_WHAT IS BEING ASKED_
From first line to last, write out the data precisely as shown.

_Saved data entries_
━━━━

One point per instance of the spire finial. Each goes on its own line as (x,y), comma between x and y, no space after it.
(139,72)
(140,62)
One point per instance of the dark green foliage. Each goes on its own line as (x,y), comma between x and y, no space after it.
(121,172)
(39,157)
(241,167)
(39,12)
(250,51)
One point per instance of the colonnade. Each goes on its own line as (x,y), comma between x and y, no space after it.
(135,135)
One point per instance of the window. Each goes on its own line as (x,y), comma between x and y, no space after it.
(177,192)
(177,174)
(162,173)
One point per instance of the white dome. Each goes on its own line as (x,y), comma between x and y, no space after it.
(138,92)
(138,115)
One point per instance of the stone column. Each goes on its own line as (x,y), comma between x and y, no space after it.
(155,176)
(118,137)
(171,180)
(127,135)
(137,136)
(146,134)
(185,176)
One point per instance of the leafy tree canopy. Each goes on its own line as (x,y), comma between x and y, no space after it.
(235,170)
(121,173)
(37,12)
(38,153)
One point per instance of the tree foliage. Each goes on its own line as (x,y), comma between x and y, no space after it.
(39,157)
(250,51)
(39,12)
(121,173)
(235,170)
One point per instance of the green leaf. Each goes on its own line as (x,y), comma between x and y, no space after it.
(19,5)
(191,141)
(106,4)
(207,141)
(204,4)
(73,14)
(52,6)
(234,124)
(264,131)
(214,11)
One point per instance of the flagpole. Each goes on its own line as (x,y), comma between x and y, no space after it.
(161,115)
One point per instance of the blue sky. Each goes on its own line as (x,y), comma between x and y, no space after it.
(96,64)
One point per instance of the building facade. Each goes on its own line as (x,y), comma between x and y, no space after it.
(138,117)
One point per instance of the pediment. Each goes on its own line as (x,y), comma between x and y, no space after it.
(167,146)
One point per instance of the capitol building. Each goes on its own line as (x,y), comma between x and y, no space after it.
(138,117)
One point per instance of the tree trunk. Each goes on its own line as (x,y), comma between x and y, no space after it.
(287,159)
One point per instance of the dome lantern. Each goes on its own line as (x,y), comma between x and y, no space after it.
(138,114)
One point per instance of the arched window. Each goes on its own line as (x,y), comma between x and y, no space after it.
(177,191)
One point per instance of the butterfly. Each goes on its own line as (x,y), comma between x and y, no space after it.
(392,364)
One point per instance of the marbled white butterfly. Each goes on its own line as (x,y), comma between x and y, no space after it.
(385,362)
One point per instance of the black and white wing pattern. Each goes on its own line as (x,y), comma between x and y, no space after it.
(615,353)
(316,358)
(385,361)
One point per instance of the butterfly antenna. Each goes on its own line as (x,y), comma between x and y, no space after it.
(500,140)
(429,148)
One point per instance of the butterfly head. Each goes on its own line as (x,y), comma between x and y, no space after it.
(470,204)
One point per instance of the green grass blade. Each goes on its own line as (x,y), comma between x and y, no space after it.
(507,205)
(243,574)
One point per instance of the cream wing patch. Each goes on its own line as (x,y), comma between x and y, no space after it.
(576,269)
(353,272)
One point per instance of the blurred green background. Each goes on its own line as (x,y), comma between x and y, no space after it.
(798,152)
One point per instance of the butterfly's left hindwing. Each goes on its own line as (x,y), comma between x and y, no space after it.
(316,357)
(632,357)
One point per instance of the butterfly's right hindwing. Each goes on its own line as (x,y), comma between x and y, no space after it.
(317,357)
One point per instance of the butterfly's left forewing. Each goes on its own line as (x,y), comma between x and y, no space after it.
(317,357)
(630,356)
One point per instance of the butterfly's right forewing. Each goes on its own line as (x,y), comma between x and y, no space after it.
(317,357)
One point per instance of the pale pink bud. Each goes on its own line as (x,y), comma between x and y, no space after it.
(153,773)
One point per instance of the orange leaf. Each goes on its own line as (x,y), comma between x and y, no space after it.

━━━━

_EXERCISE RESPONSE_
One point per instance of the spire finial. Each goes on its own line as (x,y), comma between x and y, no space after it.
(139,72)
(140,62)
One point per instance of the dark green foliage. Each goes on its own line as (x,y), comma between x and y, no space after it.
(121,172)
(39,157)
(241,167)
(39,12)
(250,51)
One point per instance of the colonnade. Each goes on its own line as (x,y), comma between x and y, no space after it.
(135,135)
One point per instance of the window. Each goes on its own line as (x,y), comma between x and y, no space after it.
(177,192)
(177,174)
(162,173)
One point per instance of the white dome. Each goes on its own line as (x,y), comma between x and y, no space after it.
(138,92)
(138,115)
One point per instance of the stone column. Each goes on its own line as (x,y), comma between x and y, no space after it.
(155,176)
(118,137)
(171,180)
(127,135)
(137,136)
(146,134)
(185,176)
One point per instance of the leafy tree canopy. Each goes on its own line as (x,y), comma between x and y, no space after it.
(235,170)
(121,173)
(37,12)
(38,153)
One point per instance of the tree foliage. Each goes on its own line as (x,y), comma between x and y, no space after it.
(39,157)
(250,51)
(39,12)
(121,173)
(235,170)
One point per instance of the green leaf. Each goes on its own line as (x,y), comma between x and y, no space after it.
(19,5)
(191,141)
(106,4)
(207,141)
(204,4)
(73,14)
(52,6)
(234,124)
(264,131)
(214,11)
One point per instance of the flagpole. Each goes on its own line as (x,y), comma between x and y, no space after it.
(161,115)
One point per instance of the blue sky. Each goes on its own line as (x,y), comma between x and y, no space after it.
(96,64)
One point per instance of the building facade. Each goes on its own line as (x,y), comma between x and y, no space after it.
(138,117)
One point per instance of the pediment. Each goes on its own line as (x,y), comma between x and y, no space after it.
(167,146)
One point per instance of the capitol building. Each goes on its own line as (x,y), comma between x and y, no space after it.
(138,117)
One point per instance of the tree trunk. Each goes on its own line as (x,y), comma between x and y, no space after it.
(287,159)
One point per instance of the dome lantern. Each goes on its own line as (x,y), comma between x and y, no space after it.
(138,114)
One point per instance of the arched window. Each goes on its own line as (x,y), comma between x and y, no space after it.
(177,191)
One point per instance of the butterfly. Each goes on its own line as (x,y), comma between x and y, no space after it.
(392,364)
One point per instance of the marbled white butterfly. Each goes on its own line as (x,y), comma between x and y, no space after it.
(385,362)
One point per instance of the black and white wing pattern. Each goes on its own line as (x,y), comma between x and y, no space after it.
(615,353)
(316,358)
(385,361)
One point per instance of the butterfly antenna. Each goes on its own line as (x,y), comma between x and y, no space after it.
(500,140)
(429,148)
One point per instance of the butterfly head. Each goes on its own line as (x,y), comma between x and y, no space after it.
(470,204)
One point per instance of the green grass blade. Each goes on its own line as (x,y), comma between x and y, no space after it.
(507,205)
(243,574)
One point per instance of the cream wing patch. Each goes on its own line as (x,y), comma between x and y, no space after it.
(576,269)
(353,272)
One point per instance of the blurred green background. Each goes on its own line as (x,y), comma between x and y, no space after it.
(798,152)
One point per instance of the butterfly's left hindwing. Each goes on its own line as (x,y), comma between x and y, no space after it.
(316,357)
(632,357)
One point per instance of the butterfly's right hindwing. Each goes on its own line as (x,y), comma between x and y, no space after it.
(317,357)
One point per instance of the butterfly's left forewing. Each goes on its own line as (x,y), comma between x and y, no space after it.
(317,357)
(630,356)
One point per instance of the butterfly's right forewing. Each goes on its own line as (x,y), comma between x and y, no space after it.
(317,357)
One point per instance of the pale pink bud. Each goes on its own line as (x,y), comma between x and y, no space after it.
(153,773)
One point per instance of the orange leaf. Each goes on its own line as (x,y), comma between x and y, no space after it.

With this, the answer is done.